- _The problem_
Please print the data again exactly as given.

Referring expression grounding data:
>>>
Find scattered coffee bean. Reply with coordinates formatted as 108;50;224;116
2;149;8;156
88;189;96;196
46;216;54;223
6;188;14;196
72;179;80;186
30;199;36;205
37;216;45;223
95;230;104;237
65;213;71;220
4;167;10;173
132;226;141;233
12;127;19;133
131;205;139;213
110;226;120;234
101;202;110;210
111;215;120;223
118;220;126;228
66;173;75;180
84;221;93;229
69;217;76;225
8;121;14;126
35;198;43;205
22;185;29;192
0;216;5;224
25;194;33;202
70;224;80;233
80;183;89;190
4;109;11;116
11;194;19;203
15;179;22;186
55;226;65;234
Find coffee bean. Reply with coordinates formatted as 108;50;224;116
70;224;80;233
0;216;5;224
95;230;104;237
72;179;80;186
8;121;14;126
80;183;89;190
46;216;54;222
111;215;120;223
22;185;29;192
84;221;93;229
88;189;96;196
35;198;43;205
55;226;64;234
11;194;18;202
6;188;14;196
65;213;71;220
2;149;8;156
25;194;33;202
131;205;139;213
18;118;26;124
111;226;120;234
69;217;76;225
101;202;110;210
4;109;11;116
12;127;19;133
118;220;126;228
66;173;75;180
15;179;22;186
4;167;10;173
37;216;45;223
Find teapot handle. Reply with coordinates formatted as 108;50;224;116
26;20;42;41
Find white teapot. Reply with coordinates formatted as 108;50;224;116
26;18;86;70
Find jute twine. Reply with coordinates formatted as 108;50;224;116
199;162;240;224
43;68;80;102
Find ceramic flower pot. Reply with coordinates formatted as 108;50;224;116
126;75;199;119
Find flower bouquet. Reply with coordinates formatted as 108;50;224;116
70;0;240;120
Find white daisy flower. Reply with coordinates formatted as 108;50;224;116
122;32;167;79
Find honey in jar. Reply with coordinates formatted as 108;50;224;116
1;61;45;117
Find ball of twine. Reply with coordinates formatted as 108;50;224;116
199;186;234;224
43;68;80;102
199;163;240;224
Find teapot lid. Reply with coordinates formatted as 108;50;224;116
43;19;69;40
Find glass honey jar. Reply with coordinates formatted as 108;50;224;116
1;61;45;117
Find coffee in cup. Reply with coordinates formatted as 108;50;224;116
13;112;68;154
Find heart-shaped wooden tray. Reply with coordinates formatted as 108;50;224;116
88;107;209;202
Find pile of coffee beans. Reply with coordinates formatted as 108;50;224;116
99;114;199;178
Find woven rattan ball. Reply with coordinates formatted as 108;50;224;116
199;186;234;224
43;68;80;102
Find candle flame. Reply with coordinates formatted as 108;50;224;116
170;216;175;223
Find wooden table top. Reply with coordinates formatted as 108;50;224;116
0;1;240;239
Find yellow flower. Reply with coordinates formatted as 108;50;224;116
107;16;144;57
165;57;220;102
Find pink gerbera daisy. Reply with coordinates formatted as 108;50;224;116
<<<
- _Finished task_
Find scattered coffee bean. Reply with coordinates formatted as 108;50;224;116
2;149;8;156
88;189;96;196
46;216;54;223
6;188;14;196
72;179;80;186
30;199;36;205
37;216;45;223
95;230;104;237
65;213;71;220
4;167;10;173
132;226;141;233
12;127;19;133
131;205;139;213
110;226;120;234
101;202;110;210
111;215;120;223
118;220;126;228
66;173;75;180
84;221;93;229
69;217;76;225
8;121;14;126
35;198;43;205
22;185;29;192
0;216;5;224
25;194;33;202
70;224;80;233
80;183;89;190
4;109;11;116
11;194;19;203
15;179;22;186
55;226;65;234
Find coffee bean. Reply with coordinates formatted as 108;50;224;116
70;224;80;233
0;216;5;224
95;230;104;237
72;179;80;186
8;121;14;126
80;183;89;190
46;216;54;222
111;215;120;223
22;185;29;192
84;221;93;229
88;189;96;196
35;198;43;205
55;226;64;234
11;194;18;202
6;188;14;196
65;213;71;220
2;149;8;156
25;194;33;202
131;205;139;213
18;118;26;124
111;226;120;234
69;217;76;225
101;202;110;210
4;109;11;116
12;127;19;133
118;220;126;228
66;173;75;180
15;179;22;186
4;167;10;173
37;216;45;223
Find teapot handle. Reply with coordinates formatted as 108;50;224;116
26;20;42;41
Find white teapot. Reply with coordinates formatted as 108;50;224;116
26;18;86;70
Find jute twine. Reply with coordinates formatted as 108;50;224;116
199;162;240;224
43;68;80;102
Find ceramic flower pot. Reply with coordinates formatted as 108;50;224;116
126;75;199;119
Find flower bouquet. Reply with coordinates formatted as 108;50;224;116
70;0;240;120
Find white daisy flower. Reply with coordinates formatted as 108;50;224;116
122;32;167;79
Find honey in jar. Reply with coordinates formatted as 108;50;224;116
1;61;45;117
Find ball of twine. Reply with coordinates formatted as 108;50;224;116
199;186;234;224
43;68;80;102
199;163;240;224
Find teapot lid. Reply with coordinates formatted as 108;50;224;116
43;19;69;40
Find glass honey jar. Reply with coordinates formatted as 108;50;224;116
1;61;45;117
Find coffee in cup. Reply with coordinates formatted as 108;50;224;116
13;112;68;154
Find heart-shaped wooden tray. Reply with coordinates formatted as 108;50;224;116
88;107;209;202
Find pile of coffee beans. Reply with coordinates formatted as 108;50;224;116
99;114;199;178
Find woven rattan ball. Reply with coordinates formatted as 108;50;224;116
199;186;234;224
43;68;80;102
Find candle flame. Reply with coordinates formatted as 108;50;224;116
170;216;175;223
Find wooden table top. Reply with coordinates formatted as 108;50;224;116
0;1;240;239
Find yellow flower. Reply with coordinates formatted as 108;50;224;116
107;16;144;57
165;57;220;102
Find pink gerbera daisy. Reply with coordinates formatted as 108;50;224;116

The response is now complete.